No, we're told by right-wing media that the dossier was (somehow) proven falsified, that the Mueller investigation has found nothing, and that we know this because . . . Mueller hasn't interviewed Don Jr. or some shit.

This is all just patently false. We don't know what Mueller has. His non-leaking isn't evidence of anything. The belief that the above is true is just more lies that people on the right have been sold as absolute fact.

What Do We Do?

So you want to know how to put the country back together? You're not going to like the answer. The reason that people are susceptible to the humiliation narrative isn't because coastal elites have come to their small town and laughed at them. It's not because imperious professors have talked down to the humiliated. How does The Omnivore know?

Uh . . . the "elites" fly over those little rust-belt towns. That's why it's called fucking fly over country, you idiot. And the poor salt-of-the-earth famers weren't talked down to by elites because they don't fucking go to college.

Was that harsh? Hey--it gets better.

No--these guys were humiliated because (a) they were told they were humiliated by their media and (b) some of their deeply held beliefs (that gays are wrong, that transgender people are wrong, that blacks and whites shouldn't inter-marry, that finding black people lazy or violent is racist)--you know, those beliefs? They were told those beliefs were deplorable.

You know what? They agreed.


They felt talked down to because, in a lot of cases, they were racist--they just weren't Klansman--hood-wearing racists--so they thought "I'm safe--you can't call me that!" When they were, they threw a tantrum.

When the right-wing media determined it could make a shit-ton of money selling both outrage and prepper garbage to people who were afraid of hoping for a national collapse under Obama it created a feedback loop that promoted saying worse and worse things to get more and more money. This allowed for the creation of an Alt-America where Mueller, a war-hero stalwart Republican is a slimy Obama-kissing traitor . . . and McRaven is just a Hillary organ . . . and it's okay for the Saudis to kill American residences because [ whatever ].

So what do we do about it? 

Well, clearly we coddle these racist little snowflakes in their fake-news worlds until they decide it's time to butterfly out, right? That's what they're begging for? Isn't it? All this nonsense is just another valid point of view, right?

--------------------------------------------------

§ Questions to answer:
**1.** In the commentary on right-wing media, what real description of Mueller does the text give before noting that Alt-America calls him a traitor?
**2.** Pull the passage from the commentary that runs from "This is all" up to and including "The Omnivore know?", copying it word for word.

§ Extracted records:
--------------------------------------------------

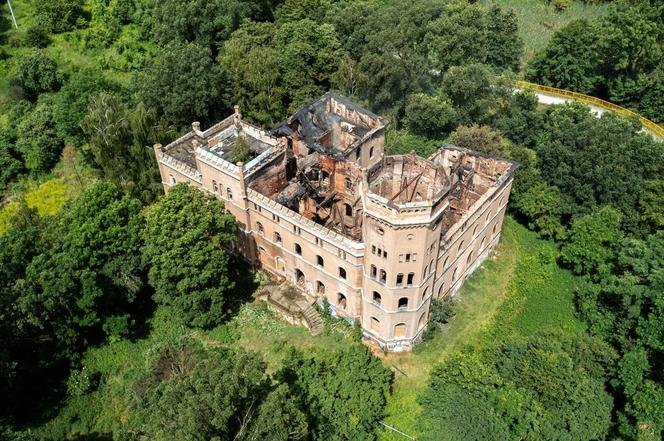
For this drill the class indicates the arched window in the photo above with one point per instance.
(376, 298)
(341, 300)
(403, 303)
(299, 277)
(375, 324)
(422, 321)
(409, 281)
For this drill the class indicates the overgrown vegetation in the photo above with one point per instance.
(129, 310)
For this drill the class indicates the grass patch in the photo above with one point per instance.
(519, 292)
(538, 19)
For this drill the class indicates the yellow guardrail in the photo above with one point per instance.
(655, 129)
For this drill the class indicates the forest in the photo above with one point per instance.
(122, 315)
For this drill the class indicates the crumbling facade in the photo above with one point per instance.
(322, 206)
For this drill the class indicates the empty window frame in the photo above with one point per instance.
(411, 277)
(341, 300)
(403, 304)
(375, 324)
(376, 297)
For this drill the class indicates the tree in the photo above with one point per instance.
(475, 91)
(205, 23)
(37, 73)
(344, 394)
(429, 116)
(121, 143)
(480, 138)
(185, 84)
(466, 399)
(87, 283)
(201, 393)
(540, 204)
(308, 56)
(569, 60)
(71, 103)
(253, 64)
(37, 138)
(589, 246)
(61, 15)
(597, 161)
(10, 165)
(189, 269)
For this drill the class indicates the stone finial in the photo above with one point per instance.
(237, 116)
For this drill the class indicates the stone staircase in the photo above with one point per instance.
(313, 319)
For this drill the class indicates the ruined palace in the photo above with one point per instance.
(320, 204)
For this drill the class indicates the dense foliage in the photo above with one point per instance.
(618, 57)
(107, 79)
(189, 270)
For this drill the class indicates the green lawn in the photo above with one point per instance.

--------------------------------------------------

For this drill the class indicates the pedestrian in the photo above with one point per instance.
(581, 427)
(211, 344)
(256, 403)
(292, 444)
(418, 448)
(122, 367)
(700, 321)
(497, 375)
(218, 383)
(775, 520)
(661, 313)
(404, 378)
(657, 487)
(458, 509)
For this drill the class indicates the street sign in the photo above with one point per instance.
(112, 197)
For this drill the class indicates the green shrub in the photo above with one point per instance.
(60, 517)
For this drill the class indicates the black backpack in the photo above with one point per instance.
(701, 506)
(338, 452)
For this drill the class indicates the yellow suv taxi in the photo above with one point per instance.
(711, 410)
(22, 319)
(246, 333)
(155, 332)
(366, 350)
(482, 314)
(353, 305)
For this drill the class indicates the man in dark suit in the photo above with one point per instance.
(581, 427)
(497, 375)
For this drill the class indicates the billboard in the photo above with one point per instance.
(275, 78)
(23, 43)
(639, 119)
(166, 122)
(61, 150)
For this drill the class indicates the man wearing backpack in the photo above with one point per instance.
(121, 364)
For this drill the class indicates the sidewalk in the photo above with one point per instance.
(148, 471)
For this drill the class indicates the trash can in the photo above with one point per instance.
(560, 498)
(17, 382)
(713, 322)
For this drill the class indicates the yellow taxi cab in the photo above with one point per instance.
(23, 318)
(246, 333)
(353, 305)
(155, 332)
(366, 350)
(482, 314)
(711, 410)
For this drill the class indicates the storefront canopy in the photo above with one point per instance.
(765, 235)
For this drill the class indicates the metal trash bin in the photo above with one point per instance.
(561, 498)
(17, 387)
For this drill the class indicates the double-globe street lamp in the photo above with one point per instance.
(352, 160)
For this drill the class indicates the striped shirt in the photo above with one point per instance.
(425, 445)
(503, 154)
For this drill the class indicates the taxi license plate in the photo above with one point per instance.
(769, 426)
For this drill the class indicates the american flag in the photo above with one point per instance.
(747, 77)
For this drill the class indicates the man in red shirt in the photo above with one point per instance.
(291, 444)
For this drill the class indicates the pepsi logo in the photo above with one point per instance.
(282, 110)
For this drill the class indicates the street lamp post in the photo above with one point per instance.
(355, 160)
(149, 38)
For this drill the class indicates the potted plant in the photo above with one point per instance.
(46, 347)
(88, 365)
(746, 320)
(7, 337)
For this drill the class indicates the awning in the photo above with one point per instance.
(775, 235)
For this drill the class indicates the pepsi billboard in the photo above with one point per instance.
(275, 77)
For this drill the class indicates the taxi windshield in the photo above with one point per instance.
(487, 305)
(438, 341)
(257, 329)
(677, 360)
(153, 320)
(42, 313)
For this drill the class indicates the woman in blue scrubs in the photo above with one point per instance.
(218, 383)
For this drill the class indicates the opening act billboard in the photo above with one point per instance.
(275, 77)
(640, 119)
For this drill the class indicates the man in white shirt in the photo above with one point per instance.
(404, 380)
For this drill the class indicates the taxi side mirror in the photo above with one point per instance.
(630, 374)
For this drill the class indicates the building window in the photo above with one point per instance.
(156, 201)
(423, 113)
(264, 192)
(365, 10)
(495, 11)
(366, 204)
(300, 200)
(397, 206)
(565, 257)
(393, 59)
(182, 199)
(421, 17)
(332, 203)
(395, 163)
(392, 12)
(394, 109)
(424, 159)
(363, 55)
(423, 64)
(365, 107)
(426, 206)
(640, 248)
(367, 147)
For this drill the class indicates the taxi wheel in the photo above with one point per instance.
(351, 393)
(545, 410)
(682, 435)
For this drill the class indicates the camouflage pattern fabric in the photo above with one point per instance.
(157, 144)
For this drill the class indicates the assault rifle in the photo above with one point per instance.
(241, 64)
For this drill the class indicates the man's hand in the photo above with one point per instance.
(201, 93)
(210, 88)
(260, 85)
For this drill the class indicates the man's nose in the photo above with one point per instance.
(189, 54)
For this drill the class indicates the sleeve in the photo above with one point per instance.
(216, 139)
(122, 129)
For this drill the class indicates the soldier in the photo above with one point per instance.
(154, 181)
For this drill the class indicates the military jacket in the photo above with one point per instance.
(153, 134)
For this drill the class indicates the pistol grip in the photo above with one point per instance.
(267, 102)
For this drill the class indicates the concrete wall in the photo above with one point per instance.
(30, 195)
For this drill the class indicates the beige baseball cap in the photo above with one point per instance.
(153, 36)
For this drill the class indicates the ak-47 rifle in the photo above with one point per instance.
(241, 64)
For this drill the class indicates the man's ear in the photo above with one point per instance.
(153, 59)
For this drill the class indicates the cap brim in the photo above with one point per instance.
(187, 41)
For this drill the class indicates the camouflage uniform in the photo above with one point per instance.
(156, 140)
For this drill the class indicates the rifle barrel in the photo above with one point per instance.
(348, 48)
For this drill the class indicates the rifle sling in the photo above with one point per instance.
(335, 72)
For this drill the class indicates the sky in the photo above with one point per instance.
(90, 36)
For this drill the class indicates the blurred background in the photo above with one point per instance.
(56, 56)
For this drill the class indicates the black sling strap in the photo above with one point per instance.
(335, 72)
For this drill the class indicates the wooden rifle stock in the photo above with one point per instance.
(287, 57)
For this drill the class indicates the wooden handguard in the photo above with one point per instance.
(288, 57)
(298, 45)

--------------------------------------------------

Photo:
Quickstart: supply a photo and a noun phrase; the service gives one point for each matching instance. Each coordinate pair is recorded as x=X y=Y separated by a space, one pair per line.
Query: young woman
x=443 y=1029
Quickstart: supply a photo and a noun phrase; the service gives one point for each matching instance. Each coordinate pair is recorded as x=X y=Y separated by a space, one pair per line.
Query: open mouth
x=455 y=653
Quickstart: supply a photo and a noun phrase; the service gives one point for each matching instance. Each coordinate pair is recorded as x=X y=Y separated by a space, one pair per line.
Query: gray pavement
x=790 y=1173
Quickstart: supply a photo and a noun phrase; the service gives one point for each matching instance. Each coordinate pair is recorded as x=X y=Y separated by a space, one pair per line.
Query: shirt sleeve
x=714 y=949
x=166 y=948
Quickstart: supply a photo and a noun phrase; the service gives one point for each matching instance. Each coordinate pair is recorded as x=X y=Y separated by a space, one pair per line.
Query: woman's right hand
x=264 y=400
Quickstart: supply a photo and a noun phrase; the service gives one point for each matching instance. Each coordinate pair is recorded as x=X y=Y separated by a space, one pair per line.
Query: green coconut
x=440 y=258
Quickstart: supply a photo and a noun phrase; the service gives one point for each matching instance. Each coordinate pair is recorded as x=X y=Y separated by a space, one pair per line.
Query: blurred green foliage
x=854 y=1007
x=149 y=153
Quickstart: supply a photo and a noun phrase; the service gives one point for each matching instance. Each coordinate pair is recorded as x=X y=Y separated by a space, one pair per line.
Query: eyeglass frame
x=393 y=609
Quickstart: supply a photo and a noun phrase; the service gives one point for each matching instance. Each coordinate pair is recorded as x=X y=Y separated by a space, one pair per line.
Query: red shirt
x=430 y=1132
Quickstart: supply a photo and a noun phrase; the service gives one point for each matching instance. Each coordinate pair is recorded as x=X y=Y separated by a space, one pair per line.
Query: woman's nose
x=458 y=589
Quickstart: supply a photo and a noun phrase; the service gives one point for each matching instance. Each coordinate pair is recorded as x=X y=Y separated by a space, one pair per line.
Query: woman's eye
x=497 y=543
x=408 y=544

--------------------------------------------------

§ Outputs by task:
**1.** A war-hero stalwart Republican.

**2.**
This is all just patently false. We don't know what Mueller has. His non-leaking isn't evidence of anything. The belief that the above is true is just more lies that people on the right have been sold as absolute fact.

What Do We Do?

So you want to know how to put the country back together? You're not going to like the answer. The reason that people are susceptible to the humiliation narrative isn't because coastal elites have come to their small town and laughed at them. It's not because imperious professors have talked down to the humiliated. How does The Omnivore know?